Location identification entries:
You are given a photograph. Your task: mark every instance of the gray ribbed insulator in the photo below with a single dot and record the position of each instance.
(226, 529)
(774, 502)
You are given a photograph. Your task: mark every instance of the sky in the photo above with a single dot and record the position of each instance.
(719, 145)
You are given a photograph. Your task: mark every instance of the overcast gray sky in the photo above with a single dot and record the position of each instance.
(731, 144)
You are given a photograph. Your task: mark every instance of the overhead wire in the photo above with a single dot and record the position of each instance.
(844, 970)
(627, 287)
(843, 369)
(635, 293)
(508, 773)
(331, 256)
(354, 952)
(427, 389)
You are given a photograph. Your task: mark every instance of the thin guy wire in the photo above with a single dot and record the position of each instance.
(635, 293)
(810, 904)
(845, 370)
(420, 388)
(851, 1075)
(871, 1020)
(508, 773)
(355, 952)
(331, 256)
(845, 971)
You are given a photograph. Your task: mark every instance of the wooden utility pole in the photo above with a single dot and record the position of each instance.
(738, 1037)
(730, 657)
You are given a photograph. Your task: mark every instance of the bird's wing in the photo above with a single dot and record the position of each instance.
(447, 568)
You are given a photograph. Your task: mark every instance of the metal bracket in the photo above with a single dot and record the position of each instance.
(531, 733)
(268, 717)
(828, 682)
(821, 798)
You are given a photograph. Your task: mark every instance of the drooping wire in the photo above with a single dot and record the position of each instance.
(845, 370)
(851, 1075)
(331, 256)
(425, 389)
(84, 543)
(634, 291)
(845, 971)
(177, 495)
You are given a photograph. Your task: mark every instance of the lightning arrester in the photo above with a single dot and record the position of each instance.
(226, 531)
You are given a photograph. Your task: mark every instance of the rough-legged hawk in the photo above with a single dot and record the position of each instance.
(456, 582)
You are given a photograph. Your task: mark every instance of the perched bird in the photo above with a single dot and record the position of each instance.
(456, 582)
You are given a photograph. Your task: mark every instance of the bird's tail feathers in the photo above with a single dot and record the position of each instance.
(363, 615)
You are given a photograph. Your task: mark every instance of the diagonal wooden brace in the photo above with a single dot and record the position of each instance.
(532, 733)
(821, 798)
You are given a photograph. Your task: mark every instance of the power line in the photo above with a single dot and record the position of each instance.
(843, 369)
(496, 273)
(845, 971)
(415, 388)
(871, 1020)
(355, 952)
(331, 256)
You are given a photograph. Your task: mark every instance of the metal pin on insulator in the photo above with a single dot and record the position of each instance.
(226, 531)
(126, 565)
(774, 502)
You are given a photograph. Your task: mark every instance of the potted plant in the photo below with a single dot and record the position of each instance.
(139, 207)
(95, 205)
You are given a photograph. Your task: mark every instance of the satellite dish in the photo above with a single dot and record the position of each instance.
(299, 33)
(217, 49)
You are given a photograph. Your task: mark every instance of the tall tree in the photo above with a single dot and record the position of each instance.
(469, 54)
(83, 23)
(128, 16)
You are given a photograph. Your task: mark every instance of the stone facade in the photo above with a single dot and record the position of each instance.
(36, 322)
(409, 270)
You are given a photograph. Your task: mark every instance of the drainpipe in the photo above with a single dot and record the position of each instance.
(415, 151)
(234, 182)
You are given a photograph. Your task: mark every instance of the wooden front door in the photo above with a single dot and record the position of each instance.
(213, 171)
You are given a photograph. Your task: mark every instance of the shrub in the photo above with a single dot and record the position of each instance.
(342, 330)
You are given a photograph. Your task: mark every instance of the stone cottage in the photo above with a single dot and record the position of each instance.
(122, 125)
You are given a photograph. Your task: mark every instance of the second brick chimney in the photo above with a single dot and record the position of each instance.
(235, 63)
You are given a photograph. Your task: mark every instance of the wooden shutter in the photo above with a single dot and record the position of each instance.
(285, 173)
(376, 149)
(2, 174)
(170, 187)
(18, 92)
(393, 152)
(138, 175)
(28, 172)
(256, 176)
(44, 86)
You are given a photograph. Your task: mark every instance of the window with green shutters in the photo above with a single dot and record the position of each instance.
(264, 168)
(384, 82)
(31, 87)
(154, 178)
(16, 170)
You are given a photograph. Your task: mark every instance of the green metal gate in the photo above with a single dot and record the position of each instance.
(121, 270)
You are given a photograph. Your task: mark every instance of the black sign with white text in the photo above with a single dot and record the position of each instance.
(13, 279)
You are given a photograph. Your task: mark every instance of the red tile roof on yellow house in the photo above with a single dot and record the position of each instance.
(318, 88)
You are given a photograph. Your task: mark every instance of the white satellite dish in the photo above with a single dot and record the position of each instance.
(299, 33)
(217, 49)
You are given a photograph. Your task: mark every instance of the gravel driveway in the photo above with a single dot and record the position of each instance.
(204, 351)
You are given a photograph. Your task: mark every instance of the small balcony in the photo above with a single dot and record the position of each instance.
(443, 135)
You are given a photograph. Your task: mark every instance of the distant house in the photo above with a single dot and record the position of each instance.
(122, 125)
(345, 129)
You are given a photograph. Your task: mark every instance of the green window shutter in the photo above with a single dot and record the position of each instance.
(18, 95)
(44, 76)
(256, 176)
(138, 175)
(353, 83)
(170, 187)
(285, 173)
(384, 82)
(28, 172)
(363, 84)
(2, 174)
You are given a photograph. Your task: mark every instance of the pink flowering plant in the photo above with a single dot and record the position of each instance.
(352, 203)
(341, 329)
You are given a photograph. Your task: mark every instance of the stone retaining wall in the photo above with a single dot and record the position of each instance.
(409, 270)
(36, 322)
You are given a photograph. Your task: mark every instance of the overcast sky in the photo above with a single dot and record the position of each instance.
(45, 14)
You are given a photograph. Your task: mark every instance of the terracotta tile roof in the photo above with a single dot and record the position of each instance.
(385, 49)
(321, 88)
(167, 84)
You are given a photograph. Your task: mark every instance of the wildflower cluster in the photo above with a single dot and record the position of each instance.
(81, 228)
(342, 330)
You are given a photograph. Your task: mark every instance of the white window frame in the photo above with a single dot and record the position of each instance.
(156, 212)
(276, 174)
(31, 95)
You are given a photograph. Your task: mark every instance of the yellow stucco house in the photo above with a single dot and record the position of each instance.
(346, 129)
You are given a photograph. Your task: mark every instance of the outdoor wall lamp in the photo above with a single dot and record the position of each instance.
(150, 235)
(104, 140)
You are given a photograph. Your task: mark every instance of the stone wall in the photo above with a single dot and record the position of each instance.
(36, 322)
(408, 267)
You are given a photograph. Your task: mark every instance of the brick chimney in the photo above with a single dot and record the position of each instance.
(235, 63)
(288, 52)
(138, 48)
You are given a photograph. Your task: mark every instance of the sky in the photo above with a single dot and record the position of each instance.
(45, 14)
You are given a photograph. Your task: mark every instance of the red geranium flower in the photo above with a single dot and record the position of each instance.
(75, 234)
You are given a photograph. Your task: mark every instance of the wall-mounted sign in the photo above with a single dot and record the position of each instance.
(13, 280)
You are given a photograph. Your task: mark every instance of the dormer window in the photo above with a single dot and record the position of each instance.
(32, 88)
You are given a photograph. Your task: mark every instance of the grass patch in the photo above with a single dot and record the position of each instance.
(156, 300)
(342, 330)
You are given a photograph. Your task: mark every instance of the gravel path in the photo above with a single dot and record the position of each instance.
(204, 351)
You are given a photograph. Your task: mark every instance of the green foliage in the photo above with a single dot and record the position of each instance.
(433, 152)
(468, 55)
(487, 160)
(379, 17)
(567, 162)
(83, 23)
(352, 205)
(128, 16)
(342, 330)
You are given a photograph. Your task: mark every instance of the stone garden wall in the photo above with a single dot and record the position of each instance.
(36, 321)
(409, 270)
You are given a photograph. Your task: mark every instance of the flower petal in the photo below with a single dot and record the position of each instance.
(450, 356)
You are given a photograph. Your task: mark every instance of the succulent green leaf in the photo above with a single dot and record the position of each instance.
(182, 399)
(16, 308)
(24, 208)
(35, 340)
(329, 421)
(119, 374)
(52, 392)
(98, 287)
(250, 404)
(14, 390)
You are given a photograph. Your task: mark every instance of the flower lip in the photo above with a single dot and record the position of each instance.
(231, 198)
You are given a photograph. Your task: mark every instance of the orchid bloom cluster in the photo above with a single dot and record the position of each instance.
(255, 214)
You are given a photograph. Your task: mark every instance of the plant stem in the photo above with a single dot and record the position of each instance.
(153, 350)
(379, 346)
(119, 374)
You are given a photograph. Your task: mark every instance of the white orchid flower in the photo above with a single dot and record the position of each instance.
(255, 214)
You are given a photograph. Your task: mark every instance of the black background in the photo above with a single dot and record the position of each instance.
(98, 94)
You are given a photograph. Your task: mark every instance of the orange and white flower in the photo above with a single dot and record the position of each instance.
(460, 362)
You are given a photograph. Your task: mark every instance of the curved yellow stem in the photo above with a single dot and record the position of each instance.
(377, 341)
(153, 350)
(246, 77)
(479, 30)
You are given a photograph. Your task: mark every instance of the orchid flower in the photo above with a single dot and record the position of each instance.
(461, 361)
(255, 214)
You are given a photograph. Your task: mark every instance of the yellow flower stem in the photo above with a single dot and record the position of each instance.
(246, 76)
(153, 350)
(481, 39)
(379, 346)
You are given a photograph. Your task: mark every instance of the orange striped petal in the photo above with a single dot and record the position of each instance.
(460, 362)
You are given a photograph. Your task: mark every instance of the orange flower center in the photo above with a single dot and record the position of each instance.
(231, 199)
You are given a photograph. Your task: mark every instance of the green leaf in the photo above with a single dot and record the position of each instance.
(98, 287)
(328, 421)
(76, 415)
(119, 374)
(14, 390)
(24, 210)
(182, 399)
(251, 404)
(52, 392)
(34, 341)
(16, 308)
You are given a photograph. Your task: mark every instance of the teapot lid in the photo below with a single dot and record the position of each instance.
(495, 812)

PROBLEM DESCRIPTION:
In the entries above, find the line containing "the orchid flower". Set down that line and every line after it through the last one, exactly and alone.

ANSWER TO THE TASK:
You are given a photograph. Your task: mark every instance of the orchid flower in the photo above with a single dot and record the position of each instance.
(461, 361)
(255, 214)
You are given a photograph. Your task: mark every instance of the yellow flower stem in the photo above with a single dot and record the position of each instance.
(246, 76)
(153, 350)
(481, 39)
(379, 346)
You are given a photograph. Your task: mark every instance of the orange striped petal in the photo above with a single dot and record the position of each instance.
(460, 362)
You are given a photograph. Your task: mark every instance of the orange flower center in the photo above with a single dot and record the position of each instance.
(231, 199)
You are given a photograph. Your task: mark every instance of the green leaf in the photo above with a single dot and record the position of each instance.
(98, 287)
(328, 421)
(76, 415)
(119, 374)
(14, 390)
(24, 210)
(182, 399)
(251, 404)
(52, 392)
(34, 341)
(16, 308)
You are given a photograph. Your task: mark every instance of the teapot lid in the photo below with a single dot and record the position of each instance.
(495, 812)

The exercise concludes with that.